▶ [Instructions to follow] Copy the records below verbatim, from the line containing "Annotation task: mark the window" through the end of the records, including both ends.

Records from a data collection
# # #

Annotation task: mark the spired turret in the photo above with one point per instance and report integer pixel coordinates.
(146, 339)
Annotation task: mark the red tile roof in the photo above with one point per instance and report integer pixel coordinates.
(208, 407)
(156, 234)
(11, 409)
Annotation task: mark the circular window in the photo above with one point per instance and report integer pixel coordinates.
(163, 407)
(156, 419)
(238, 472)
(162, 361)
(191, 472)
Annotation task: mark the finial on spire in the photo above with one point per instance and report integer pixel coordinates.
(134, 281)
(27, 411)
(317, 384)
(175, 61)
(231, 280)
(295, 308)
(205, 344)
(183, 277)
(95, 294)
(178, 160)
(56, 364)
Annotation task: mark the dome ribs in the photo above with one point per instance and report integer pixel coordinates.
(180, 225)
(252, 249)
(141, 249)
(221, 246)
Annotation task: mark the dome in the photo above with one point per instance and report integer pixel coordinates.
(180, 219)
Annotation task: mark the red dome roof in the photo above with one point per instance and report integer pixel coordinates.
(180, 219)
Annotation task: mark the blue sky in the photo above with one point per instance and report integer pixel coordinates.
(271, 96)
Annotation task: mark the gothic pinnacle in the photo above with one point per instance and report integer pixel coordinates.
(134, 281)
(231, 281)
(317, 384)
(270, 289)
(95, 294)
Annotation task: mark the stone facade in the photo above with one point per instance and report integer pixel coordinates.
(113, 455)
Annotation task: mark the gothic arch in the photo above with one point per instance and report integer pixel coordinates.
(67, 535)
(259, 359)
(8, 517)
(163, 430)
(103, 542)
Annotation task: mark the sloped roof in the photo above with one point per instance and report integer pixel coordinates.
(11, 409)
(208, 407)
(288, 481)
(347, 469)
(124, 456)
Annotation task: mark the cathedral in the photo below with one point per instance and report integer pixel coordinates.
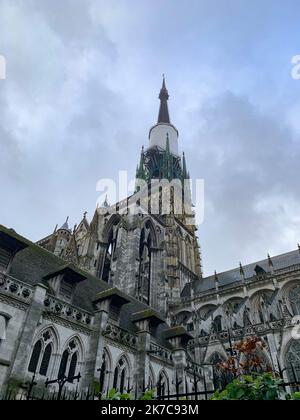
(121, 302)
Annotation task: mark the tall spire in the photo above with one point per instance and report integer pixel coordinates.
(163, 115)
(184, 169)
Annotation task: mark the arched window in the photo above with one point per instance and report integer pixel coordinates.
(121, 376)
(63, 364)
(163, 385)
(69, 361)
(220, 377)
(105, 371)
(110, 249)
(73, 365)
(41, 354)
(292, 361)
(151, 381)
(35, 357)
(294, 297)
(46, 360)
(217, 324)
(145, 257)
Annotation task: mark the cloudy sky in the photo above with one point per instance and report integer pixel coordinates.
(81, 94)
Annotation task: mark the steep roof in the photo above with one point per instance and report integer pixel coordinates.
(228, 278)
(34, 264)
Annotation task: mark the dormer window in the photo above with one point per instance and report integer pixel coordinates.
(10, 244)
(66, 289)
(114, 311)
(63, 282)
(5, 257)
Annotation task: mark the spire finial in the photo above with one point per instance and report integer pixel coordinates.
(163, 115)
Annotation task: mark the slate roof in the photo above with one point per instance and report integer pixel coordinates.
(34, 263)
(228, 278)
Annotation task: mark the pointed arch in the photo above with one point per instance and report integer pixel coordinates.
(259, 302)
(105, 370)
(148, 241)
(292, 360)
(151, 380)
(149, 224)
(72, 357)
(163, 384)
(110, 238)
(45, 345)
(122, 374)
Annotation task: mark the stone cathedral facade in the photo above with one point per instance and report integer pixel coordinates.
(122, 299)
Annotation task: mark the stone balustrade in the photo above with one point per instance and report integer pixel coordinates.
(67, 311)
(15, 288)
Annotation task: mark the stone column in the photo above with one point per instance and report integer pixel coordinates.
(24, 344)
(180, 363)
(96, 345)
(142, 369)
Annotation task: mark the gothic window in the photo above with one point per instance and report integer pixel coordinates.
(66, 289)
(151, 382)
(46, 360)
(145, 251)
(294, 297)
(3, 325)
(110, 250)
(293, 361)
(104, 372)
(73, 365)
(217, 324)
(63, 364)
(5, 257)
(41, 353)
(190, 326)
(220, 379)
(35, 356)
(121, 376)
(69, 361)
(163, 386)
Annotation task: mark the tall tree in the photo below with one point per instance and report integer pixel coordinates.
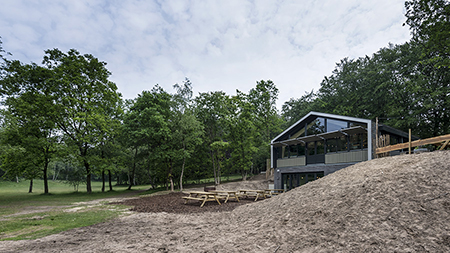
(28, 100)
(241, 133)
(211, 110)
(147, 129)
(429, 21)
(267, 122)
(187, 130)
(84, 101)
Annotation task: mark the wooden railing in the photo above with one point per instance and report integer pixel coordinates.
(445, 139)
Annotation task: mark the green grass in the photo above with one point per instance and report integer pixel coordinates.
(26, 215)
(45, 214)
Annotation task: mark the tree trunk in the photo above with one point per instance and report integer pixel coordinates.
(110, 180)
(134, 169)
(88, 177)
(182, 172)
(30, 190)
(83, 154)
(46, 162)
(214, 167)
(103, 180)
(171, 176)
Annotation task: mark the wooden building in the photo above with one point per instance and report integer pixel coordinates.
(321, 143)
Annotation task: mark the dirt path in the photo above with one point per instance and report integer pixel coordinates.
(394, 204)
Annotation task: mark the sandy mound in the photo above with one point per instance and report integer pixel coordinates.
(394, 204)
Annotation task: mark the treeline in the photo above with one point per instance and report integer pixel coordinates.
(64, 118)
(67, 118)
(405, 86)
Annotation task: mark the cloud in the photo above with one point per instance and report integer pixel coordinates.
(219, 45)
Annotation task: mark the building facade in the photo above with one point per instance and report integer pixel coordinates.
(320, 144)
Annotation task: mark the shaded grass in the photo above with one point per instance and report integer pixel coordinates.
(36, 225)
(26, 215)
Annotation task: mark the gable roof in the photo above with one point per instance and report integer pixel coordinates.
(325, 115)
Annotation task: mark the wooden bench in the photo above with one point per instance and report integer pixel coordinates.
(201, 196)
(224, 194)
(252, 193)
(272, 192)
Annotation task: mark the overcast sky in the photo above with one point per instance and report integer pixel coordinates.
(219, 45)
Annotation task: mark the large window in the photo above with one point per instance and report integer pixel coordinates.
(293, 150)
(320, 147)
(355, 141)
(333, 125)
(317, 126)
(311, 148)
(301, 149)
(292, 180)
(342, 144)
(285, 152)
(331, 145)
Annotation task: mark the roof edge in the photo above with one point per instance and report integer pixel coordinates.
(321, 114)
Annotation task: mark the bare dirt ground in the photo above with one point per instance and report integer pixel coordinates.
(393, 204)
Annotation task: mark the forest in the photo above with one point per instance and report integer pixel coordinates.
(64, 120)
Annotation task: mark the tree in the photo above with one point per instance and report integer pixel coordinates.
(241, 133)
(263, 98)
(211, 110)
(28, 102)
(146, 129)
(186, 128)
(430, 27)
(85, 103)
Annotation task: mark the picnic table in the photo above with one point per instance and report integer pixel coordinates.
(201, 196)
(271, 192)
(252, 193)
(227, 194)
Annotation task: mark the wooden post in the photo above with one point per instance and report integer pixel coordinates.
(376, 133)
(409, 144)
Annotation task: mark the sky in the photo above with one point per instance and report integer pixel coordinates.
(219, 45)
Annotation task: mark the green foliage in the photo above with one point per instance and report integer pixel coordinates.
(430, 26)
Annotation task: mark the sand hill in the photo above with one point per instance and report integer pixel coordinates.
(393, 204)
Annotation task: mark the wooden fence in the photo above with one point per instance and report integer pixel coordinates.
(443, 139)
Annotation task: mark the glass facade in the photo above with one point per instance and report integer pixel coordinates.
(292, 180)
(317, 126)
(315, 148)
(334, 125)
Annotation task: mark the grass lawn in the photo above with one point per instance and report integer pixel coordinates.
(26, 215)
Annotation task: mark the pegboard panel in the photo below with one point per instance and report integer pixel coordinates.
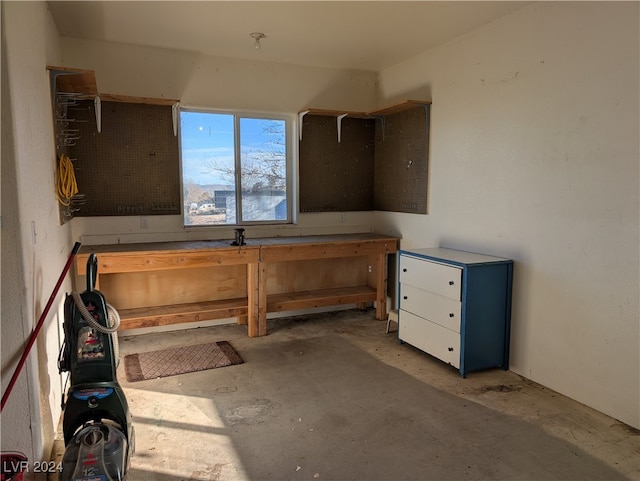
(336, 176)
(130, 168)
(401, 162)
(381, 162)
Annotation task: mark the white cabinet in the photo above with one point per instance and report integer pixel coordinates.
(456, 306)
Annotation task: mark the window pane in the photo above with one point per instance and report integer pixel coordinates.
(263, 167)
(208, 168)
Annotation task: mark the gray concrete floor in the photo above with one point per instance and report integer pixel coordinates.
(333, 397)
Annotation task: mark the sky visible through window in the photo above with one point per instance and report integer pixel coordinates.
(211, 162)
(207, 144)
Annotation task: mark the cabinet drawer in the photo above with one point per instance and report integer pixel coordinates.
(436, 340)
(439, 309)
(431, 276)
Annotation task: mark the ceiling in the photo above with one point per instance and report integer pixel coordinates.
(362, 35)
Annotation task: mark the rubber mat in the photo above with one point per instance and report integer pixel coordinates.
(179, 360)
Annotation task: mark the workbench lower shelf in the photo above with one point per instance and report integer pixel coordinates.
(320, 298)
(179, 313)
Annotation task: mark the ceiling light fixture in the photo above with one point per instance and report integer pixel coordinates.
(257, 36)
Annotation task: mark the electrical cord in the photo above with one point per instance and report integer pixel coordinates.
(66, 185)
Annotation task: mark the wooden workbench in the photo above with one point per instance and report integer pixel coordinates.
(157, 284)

# # #

▶ [The output]
Annotation task: mark the window pane in the photo above with one point per instance and report integer pixel coordinates.
(263, 167)
(208, 168)
Annotation task: mark the gray concrete floor in the photo above with one point per instance and report integer pixel coordinates.
(333, 397)
Annotation task: mark the sky visible through window in the photo above with one point per instance and report integer pixel coordinates.
(211, 162)
(207, 144)
Annotation task: mark the cabinet drawer in the photo above with one point per instance and report integer pixel coordinates.
(436, 340)
(439, 309)
(431, 276)
Annotation task: mark the ceiling in the photo above with one point per instance and report integer pixel coordinates.
(362, 35)
Annotation task: mark the rubber mat in the photo above with one point per instance and report integer pixel coordinates.
(179, 360)
Annotation task: mark the workbench lower shelf in the photo above with one point per instance and report integer pixel coordinates.
(320, 298)
(179, 313)
Annotation task: mark the ceiling light fixture in the photo above with one point per instance and report integer pixel coordinates.
(257, 36)
Annotation task: mark the electrical cord in the photo above with one point per instance and report integer pixel coordinates.
(66, 185)
Annotation task: mark the wooden workbench in the photo above with one point per instance and report integer pixel coordinates.
(157, 284)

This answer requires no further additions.